__Extract__.
* * * * * * *

December 6th, 2011
08:54 AM ET

Congo's crucial crossroads

Editor's Note: Gambino reopened the USAID mission in the Congo in 1997 and returned to Congo to run the Mission from 2001-2004; O’Hanlon is senior fellow at Brookings and author of the new book The Wounded Giant: America’s Armed Forces in an Age of Austerity; both were Peace Corps Volunteers in Congo in the 1980s, when it was known as Zaire.

By Tony Gambino and Michael O’Hanlon - Special to CNN

Last week, millions of people turned out in the Democratic Republic of the Congo to vote in Presidential and Parliamentary elections. Unfortunately, because of myriad mistakes in the run-up to the polling, the elections themselves were marred by disorganization, fraud, and violence. And Congolese, as well as the world community, now face a fraught moment.

The electoral dysfunctionality comes on top of Congo’s other huge problems that have put it dead last in the U.N.’s World Development Index. It now risks another round of violence—and perhaps even civil warfare—in a country that has already seen more war-related deaths than any other on Earth since the Cold War ended. Beyond the humanitarian stakes, Congo is quite literally the crossroads of Africa, the continent’s second largest and third most populous country, bordered by nine other states including Angola, Rwanda, Burundi, and Uganda. Much of the continent’s future hinges on what happens here.

The Carter Center, which observed the Congo elections, stated in its Preliminary Post Election Statement: “The level of disorganization prevailing in some polling stations led our observers to give a poor evaluation in 16 percent of cases.” This sense that voters at roughly 15-20% of polling places encountered severe difficulties is widely shared. In addition, there were credible reports of ballot stuffing, voter intimidation, and other electoral violations.

On Tuesday, the President of the Congolese Electoral Commission, Reverend Daniel Mulunda-Nyanga, is expected to announce the interim results of the Presidential election (we won’t know the results of the Parliamentary elections until next year). As expected, the race is between two men, the incumbent President, Joseph Kabila, and longstanding Congolese opposition figure, Etienne Tshisekedi.

Rev. Mulunda is closely tied to President Kabila. This relationship, and Mulunda’s actions and statements during the electoral period, mean that he has little credibility as an impartial actor among Congolese. Many in the international community also doubt his impartiality. Therefore, if Mulunda declares that the interim result shows President Kabila defeating Tshisekedi, his statement is certain to be greeted with great skepticism by many Congolese and others. Furthermore, the finalization of results by the Congolese Supreme Court also is a process that many Congolese deeply mistrust, since the Court is packed with Kabila loyalists and has no record whatsoever of impartiality.

Adding to these serious problems, because of all the mistakes and difficulties around these elections, it will be exceptionally difficult to ascertain the actual winner of a close election. With up to 20% of polling places subject to irregularities, including election violations, with the counting process also filled with irregularities and disorganization, and with little confidence in the neutrality and impartiality of the central Congolese organizations responsible for certifying the elections how can the Congolese ever establish in a reasonable fashion who they chose to be their next President?

Doing so is urgent, since there is widespread fear that the Congo could descend into another round of horrible violence, with massive demonstrations by Tshisekedi’s supporters violently repressed by President Kabila’s security forces – and perhaps hundreds of people massacred in the streets of the Congo. Such violence could lead to further instability, greater violence, and another descent into chaos in a country which has seen millions of unnecessary deaths due to war and chaos over the last fifteen years—but which at the moment is truly ungovernable only in some isolated parts of the east.

* * * * * * *

__Task prompt__. According to the article on Congo's elections, how many other states border the Democratic Republic of the Congo? The records are not needed for any of the work.

(Location labeling records)
* * * * * * *

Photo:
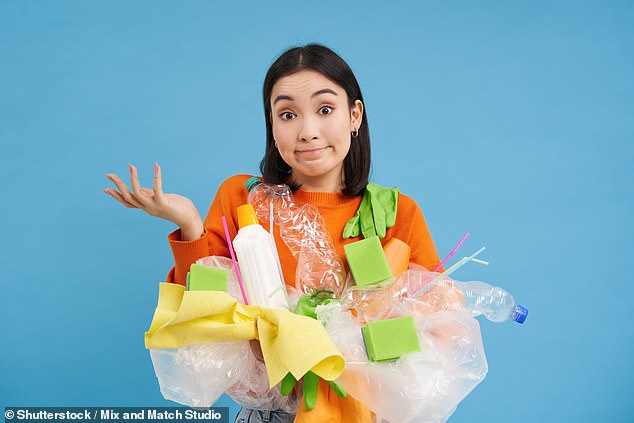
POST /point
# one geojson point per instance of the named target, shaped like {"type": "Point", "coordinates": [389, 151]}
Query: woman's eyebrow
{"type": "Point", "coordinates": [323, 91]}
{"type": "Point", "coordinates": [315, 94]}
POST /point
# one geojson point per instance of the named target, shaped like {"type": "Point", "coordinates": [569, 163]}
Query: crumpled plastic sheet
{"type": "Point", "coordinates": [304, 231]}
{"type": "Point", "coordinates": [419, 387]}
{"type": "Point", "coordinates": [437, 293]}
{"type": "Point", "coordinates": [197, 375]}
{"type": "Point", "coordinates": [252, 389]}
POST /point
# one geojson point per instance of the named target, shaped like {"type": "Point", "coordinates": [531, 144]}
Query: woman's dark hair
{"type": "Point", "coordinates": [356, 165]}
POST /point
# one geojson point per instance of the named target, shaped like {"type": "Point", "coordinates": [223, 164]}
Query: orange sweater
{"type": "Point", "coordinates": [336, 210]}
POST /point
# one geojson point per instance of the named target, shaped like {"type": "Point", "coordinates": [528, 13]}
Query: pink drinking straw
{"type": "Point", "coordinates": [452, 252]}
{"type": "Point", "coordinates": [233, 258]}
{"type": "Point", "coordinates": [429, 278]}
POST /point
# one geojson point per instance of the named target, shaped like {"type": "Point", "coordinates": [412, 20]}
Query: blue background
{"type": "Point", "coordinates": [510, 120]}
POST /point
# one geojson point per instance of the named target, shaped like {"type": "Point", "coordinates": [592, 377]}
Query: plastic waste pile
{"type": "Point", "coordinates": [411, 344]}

* * * * * * *

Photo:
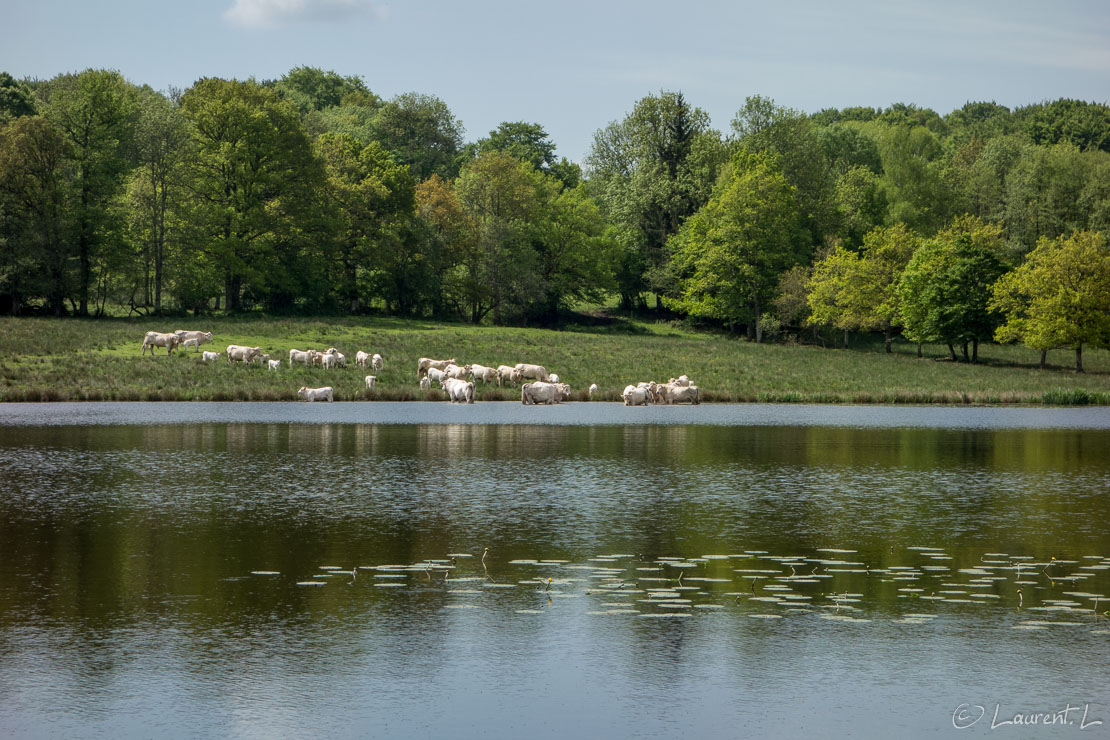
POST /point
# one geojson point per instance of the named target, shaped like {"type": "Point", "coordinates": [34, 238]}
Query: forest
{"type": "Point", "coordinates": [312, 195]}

* * * * * * *

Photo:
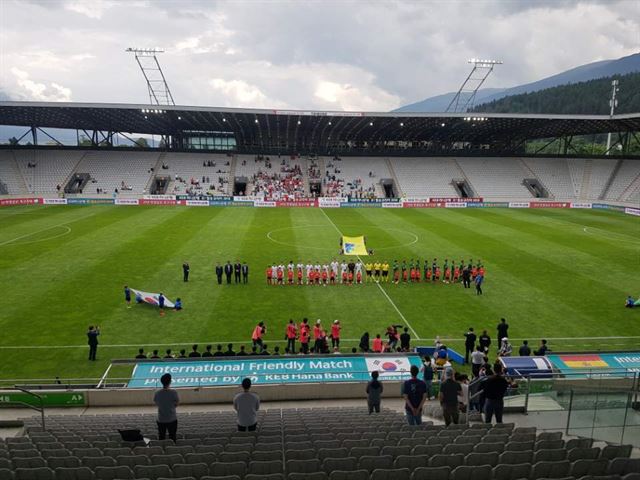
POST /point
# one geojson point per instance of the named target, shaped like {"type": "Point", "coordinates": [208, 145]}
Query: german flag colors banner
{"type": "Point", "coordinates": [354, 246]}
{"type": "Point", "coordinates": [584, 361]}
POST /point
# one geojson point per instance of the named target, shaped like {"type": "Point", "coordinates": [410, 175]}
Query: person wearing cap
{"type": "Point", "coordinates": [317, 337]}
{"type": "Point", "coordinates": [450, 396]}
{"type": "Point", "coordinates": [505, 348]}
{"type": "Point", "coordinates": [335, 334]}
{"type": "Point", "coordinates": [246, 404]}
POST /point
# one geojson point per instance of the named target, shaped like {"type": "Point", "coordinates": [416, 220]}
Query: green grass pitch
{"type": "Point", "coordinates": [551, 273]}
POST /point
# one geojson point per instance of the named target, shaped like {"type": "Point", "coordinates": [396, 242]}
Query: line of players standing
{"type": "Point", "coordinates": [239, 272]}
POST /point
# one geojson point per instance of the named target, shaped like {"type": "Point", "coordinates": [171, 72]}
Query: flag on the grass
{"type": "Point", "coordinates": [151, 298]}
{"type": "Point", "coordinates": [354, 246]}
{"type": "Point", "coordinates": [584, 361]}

* * * * * * *

__Result of the task__. Nine.